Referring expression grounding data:
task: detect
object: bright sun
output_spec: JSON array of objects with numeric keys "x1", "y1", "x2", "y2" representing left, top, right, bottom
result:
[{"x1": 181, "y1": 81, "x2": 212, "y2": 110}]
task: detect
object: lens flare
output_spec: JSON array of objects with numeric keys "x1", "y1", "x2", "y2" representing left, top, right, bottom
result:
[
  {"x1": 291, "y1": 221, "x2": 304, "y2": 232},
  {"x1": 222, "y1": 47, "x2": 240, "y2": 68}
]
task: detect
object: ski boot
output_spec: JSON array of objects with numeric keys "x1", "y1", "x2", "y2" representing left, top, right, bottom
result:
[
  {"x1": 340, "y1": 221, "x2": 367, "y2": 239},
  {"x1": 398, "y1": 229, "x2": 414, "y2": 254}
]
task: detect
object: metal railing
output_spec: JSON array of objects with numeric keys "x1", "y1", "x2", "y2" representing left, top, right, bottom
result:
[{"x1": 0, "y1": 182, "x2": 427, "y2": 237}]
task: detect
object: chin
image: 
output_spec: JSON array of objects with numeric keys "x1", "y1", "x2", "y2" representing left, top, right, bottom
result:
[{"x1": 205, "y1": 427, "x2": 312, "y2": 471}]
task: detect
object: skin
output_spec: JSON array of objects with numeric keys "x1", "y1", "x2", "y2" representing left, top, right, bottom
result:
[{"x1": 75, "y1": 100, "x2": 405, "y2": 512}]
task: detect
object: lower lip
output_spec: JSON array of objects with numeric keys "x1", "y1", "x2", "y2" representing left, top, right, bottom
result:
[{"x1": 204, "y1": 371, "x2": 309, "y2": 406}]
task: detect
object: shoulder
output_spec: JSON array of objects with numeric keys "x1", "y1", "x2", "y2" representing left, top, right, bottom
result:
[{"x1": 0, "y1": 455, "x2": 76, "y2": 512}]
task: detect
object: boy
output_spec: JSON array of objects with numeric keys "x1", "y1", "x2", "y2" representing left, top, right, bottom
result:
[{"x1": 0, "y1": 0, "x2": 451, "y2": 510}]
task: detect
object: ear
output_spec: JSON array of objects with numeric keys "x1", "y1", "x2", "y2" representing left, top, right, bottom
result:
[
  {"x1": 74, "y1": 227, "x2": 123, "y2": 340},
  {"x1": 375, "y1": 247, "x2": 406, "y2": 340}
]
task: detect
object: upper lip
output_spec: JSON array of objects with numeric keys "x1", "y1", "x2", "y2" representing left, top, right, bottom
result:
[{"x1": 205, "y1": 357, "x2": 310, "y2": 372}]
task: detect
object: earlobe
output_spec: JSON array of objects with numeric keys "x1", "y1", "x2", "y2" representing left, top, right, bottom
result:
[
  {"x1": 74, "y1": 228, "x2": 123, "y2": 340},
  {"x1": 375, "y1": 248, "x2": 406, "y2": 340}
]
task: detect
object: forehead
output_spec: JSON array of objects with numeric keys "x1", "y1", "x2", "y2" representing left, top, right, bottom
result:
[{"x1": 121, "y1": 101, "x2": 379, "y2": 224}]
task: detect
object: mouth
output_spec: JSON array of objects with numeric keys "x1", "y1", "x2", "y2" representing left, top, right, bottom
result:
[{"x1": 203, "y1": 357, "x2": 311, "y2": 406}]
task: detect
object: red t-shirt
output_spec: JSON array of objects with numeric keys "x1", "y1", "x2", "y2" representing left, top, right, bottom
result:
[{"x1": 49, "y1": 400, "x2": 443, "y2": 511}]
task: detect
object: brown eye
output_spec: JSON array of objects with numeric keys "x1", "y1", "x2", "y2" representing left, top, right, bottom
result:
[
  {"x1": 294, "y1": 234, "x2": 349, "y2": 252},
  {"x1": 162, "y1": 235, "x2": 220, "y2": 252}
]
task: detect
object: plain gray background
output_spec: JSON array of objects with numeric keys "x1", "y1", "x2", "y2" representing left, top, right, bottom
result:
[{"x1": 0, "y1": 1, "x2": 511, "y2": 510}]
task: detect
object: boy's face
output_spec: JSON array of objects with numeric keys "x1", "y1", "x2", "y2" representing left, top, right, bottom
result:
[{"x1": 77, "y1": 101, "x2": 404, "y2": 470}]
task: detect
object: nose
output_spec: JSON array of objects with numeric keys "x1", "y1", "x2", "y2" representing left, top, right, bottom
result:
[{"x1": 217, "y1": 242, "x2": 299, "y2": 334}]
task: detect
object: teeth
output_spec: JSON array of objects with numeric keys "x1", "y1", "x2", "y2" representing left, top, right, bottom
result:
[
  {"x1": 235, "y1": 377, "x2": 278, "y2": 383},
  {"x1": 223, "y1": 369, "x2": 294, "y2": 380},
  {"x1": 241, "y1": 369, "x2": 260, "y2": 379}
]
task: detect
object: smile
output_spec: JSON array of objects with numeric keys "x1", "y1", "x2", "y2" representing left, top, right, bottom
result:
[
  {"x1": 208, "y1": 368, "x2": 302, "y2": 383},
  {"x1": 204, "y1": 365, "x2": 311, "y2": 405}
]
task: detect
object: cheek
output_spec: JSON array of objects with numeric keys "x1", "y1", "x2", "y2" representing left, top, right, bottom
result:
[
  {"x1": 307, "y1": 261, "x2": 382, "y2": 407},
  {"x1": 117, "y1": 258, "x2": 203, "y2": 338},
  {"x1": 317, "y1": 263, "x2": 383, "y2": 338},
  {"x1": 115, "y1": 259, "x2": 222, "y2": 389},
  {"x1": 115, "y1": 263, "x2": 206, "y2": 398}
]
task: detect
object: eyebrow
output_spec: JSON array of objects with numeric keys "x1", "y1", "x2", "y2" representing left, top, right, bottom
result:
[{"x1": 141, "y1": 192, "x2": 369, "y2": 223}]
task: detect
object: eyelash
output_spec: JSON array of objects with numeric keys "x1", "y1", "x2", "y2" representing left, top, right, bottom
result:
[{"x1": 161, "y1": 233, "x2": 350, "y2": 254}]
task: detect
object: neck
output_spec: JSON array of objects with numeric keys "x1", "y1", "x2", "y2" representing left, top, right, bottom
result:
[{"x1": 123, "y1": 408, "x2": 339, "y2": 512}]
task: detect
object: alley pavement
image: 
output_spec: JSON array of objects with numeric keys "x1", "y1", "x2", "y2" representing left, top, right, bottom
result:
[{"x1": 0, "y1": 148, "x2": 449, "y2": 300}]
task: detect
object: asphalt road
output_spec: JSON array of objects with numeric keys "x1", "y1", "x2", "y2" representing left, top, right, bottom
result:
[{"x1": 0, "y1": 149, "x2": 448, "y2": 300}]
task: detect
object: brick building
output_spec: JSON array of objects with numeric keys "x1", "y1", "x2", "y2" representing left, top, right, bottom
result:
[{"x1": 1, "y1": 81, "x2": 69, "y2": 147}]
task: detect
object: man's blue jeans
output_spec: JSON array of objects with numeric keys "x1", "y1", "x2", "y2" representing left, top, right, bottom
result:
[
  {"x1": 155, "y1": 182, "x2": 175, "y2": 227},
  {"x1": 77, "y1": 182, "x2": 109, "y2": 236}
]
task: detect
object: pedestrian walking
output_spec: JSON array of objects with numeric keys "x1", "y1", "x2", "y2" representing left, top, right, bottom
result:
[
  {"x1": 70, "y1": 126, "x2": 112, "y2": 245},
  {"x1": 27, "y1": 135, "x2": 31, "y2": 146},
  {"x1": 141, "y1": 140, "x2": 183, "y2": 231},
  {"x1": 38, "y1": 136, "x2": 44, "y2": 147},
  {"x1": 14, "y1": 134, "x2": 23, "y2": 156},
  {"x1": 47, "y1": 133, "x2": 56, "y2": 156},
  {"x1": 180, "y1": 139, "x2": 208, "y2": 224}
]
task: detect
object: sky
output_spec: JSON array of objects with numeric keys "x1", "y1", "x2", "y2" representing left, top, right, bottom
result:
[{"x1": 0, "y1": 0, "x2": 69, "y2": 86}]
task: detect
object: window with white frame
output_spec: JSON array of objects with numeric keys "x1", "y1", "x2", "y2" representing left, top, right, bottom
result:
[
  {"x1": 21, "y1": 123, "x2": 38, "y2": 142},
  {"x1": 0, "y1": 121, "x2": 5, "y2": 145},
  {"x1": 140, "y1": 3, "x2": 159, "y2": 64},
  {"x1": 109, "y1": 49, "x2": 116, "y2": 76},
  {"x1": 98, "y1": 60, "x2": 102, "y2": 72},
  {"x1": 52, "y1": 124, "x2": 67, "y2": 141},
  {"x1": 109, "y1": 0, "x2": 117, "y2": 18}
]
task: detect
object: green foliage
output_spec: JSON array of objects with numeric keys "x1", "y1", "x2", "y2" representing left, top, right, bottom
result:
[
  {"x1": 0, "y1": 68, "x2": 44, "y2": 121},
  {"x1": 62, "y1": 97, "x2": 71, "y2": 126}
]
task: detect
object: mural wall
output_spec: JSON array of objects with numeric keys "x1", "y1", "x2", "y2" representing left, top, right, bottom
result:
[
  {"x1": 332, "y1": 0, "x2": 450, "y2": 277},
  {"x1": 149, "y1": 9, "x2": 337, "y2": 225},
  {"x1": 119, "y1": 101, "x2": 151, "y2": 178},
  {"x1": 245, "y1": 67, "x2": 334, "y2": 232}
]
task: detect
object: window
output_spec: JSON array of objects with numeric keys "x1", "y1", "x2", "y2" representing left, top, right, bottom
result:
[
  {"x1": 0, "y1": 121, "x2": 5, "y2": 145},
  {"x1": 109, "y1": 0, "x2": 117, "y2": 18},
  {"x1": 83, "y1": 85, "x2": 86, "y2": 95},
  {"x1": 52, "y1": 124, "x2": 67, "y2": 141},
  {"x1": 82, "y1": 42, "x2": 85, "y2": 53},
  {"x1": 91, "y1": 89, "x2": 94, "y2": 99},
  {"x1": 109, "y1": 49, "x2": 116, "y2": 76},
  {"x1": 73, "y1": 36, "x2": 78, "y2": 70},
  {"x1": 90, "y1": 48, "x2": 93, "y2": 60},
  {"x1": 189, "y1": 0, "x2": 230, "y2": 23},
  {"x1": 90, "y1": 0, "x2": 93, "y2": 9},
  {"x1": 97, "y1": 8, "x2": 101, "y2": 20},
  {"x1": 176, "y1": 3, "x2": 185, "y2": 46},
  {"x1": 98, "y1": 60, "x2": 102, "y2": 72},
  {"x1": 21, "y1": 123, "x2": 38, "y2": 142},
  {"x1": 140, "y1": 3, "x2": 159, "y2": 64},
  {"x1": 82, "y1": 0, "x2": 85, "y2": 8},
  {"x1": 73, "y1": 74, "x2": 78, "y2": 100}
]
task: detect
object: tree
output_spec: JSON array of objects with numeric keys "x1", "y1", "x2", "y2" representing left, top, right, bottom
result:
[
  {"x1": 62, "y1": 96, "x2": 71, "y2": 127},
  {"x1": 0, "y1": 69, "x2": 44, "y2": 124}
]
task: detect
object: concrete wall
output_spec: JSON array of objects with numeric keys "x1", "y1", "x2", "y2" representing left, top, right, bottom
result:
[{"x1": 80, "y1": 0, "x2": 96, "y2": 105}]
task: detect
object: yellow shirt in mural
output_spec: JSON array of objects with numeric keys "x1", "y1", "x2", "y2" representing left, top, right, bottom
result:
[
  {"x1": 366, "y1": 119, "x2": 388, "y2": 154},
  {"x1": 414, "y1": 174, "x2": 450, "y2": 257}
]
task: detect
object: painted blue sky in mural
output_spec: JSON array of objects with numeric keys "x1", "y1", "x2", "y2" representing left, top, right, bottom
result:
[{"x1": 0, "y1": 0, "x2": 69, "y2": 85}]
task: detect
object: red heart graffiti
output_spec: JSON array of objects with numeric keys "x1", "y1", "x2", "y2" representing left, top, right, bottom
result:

### Exercise directions
What is needed is a word-for-word restatement of every line from the one with "object: red heart graffiti" to the end of the entries above.

### Response to this exercise
object: red heart graffiti
output_spec: JSON array of objects with numeric keys "x1", "y1", "x2", "y2" representing left, top, right, bottom
result:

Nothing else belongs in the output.